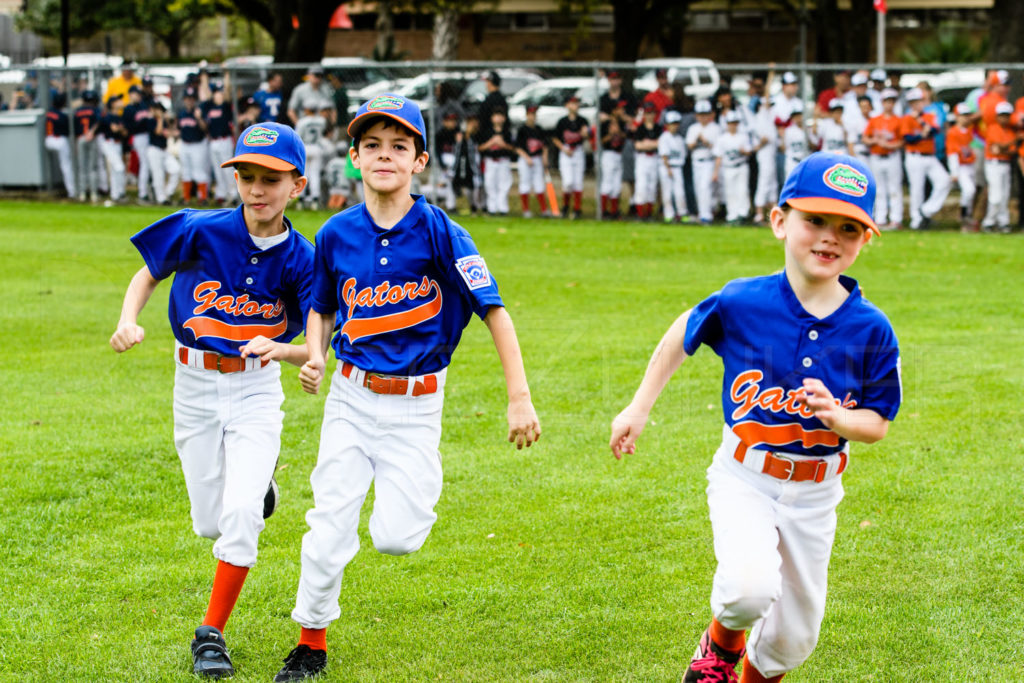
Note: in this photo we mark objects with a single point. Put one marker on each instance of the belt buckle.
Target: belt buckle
(788, 461)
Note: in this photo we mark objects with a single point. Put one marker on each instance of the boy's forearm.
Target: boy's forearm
(507, 344)
(140, 288)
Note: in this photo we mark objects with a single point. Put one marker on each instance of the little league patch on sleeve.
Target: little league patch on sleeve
(474, 271)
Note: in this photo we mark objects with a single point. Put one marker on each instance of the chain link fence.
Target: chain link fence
(465, 94)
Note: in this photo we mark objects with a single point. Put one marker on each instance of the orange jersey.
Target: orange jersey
(1004, 137)
(883, 127)
(958, 142)
(910, 125)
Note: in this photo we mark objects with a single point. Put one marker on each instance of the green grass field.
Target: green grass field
(557, 563)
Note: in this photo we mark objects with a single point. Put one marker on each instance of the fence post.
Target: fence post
(597, 142)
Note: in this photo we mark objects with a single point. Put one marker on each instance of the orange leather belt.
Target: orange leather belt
(786, 468)
(393, 385)
(222, 364)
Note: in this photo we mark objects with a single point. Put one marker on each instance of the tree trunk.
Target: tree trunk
(445, 43)
(385, 30)
(1008, 26)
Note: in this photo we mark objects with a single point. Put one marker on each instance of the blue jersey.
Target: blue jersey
(403, 295)
(269, 103)
(769, 344)
(188, 125)
(226, 290)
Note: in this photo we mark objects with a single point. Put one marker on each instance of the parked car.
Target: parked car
(699, 77)
(550, 96)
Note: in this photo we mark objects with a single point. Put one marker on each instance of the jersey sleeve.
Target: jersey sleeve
(463, 266)
(324, 290)
(705, 325)
(883, 391)
(166, 244)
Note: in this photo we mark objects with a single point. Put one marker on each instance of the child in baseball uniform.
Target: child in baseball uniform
(241, 293)
(795, 394)
(672, 153)
(732, 169)
(884, 139)
(498, 151)
(311, 128)
(1000, 151)
(962, 158)
(398, 282)
(646, 162)
(919, 129)
(195, 150)
(531, 150)
(700, 139)
(570, 133)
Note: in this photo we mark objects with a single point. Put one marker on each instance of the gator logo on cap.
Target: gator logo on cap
(260, 137)
(385, 102)
(846, 179)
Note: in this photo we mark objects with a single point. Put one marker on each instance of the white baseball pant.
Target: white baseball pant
(704, 170)
(673, 194)
(611, 173)
(61, 147)
(772, 543)
(997, 179)
(766, 191)
(88, 175)
(497, 183)
(388, 440)
(735, 184)
(920, 167)
(164, 171)
(571, 168)
(222, 148)
(530, 170)
(196, 162)
(645, 174)
(115, 165)
(227, 434)
(889, 198)
(140, 142)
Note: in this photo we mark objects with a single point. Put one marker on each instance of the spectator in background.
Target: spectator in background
(270, 98)
(312, 90)
(86, 121)
(57, 132)
(495, 99)
(122, 83)
(340, 101)
(662, 96)
(841, 85)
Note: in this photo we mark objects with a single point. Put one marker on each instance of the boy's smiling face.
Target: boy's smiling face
(818, 246)
(386, 157)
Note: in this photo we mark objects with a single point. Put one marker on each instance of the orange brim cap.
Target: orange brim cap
(271, 163)
(837, 207)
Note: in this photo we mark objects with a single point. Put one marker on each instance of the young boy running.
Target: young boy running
(398, 281)
(795, 393)
(241, 291)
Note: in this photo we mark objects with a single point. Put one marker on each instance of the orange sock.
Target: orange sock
(726, 638)
(752, 675)
(227, 582)
(314, 638)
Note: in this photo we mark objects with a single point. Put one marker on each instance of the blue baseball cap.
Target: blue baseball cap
(832, 183)
(401, 110)
(273, 145)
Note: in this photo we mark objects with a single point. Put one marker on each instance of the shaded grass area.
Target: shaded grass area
(554, 563)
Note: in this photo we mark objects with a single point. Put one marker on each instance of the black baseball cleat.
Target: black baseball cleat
(301, 663)
(270, 500)
(210, 654)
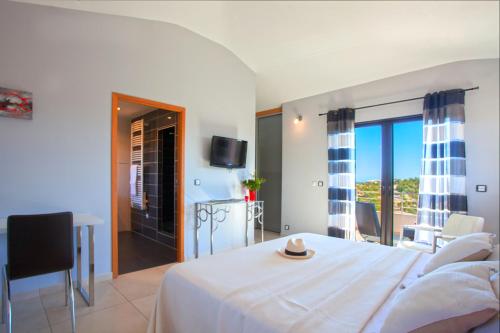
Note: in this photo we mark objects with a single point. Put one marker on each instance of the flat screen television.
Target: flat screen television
(228, 153)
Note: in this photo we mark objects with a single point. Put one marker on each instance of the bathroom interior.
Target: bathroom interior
(147, 187)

- [Directions]:
Your copy of the data should match it exactly, apart from the images, which are omitted.

- [Exercise output]:
Note: in this photo we mark objects with a single point. Put one marker on each instance of the belt buckle.
Target: belt buckle
(788, 461)
Note: in this photo we mark objects with a single point. Put one marker on each instance of the boy's forearm.
Target: boy's forearm
(507, 344)
(140, 288)
Note: in this photo we mark objects with a single point. Put one marker on each instance of the little league patch on sleeve.
Target: little league patch on sleeve
(474, 271)
Note: in this photo we mark objects with a single point. Put one marker on each instance of the chain link fence.
Target: chain link fence
(465, 94)
Note: in this photo we mark objects with a single point. Put one marker on each instance of the orange jersey.
Target: orange jersey
(1004, 137)
(883, 127)
(958, 142)
(910, 125)
Note: in this photo we mark objects with a single point. Put one marker on each instance of the green grass field.
Target: green grass field
(557, 563)
Note: in this photo we mark objects with a single point. Put one marker on each instance of the fence post.
Target: fence post
(597, 142)
Note: in this photo we mark objects with a single point. Put one marker on each instance of the orange leather belt.
Target: orange leather belt
(786, 468)
(393, 385)
(222, 364)
Note: in this photo we mark objects with a single point. Put one marker on each instance of the tree trunk.
Target: tree trunk
(445, 43)
(385, 30)
(1008, 26)
Note: in this photo we mark objects with a single point. Put one marker on each instance of the blue jersey.
Target: blue jersey
(403, 295)
(269, 103)
(769, 344)
(188, 125)
(226, 290)
Note: in this photo we mark objects with a single point. Put one marker on each instance of the parked car.
Target: parked car
(699, 77)
(550, 96)
Note: in this photo we mark objects with a single point. Put one marker on each instance of the jersey sleeve.
Target: jersey sleeve
(463, 266)
(324, 290)
(705, 325)
(883, 391)
(166, 244)
Note: in this photo we mark objects with a single point. Put one marker on each instance of the child in baseball uniform.
Target: child in baseball uniform
(241, 293)
(795, 394)
(672, 153)
(732, 169)
(884, 139)
(498, 151)
(311, 128)
(1000, 151)
(962, 158)
(398, 282)
(646, 162)
(919, 129)
(195, 150)
(531, 150)
(700, 139)
(570, 133)
Note: in this photo we mark objects with a single point. Put one marker on each instance of the gator logo on cap.
Target: gator logo on cap
(260, 137)
(385, 102)
(846, 179)
Note: in this photo we mark objects with a single point. Put one marker on each instance of the white baseball pant.
Target: white baseball pant
(704, 170)
(673, 194)
(611, 173)
(61, 147)
(772, 543)
(997, 179)
(766, 191)
(88, 175)
(497, 183)
(388, 440)
(735, 184)
(920, 167)
(164, 171)
(571, 168)
(222, 148)
(530, 170)
(196, 162)
(645, 174)
(115, 165)
(227, 434)
(889, 198)
(140, 142)
Note: in this photo we mark objects with a single point. Put one marker on each instance of the spectator in background.
Target: spectator in background
(270, 98)
(312, 90)
(86, 121)
(57, 132)
(495, 99)
(122, 83)
(340, 101)
(662, 96)
(841, 85)
Note: in this photo we mark objects with a single point. Put one marker on each instance of the boy's smiling face.
Target: boy's smiling face
(818, 246)
(386, 157)
Note: in this photo we mark objects with a single point. Put one marker on each instance of the orange brim cap.
Target: orange brim cap
(271, 163)
(837, 207)
Note: in this photo we mark objects with a single point. Put one marker on each instance of the young boy running.
Target: young boy running
(398, 281)
(795, 393)
(241, 291)
Note: in this photo we mark objects with a single point. Put one marker on each instance of the orange sock.
Target: orange sock
(726, 638)
(752, 675)
(227, 582)
(314, 638)
Note: in this photo we mark objects with a single point. Put one marker on each instance of the blue baseball cap.
Target: blue baseball cap
(832, 183)
(401, 110)
(273, 145)
Note: in this photo we mark objects with a single point. Put one marker on each instance of the shaded grass area.
Target: shaded grass area
(554, 563)
Note: in this photo we mark objects with a single point. Put one marker on each instance of the black baseball cleat.
Target: black baseball cleat
(301, 663)
(270, 500)
(210, 654)
Note: in this photo we mark objects with a single point. Put one marker on each instance of the flat screen television.
Target: flat screen television
(228, 153)
Note: in this photo we mark objects with a single point. Put one marker on each instance of the bathroom interior.
Target: bathroom interior
(147, 187)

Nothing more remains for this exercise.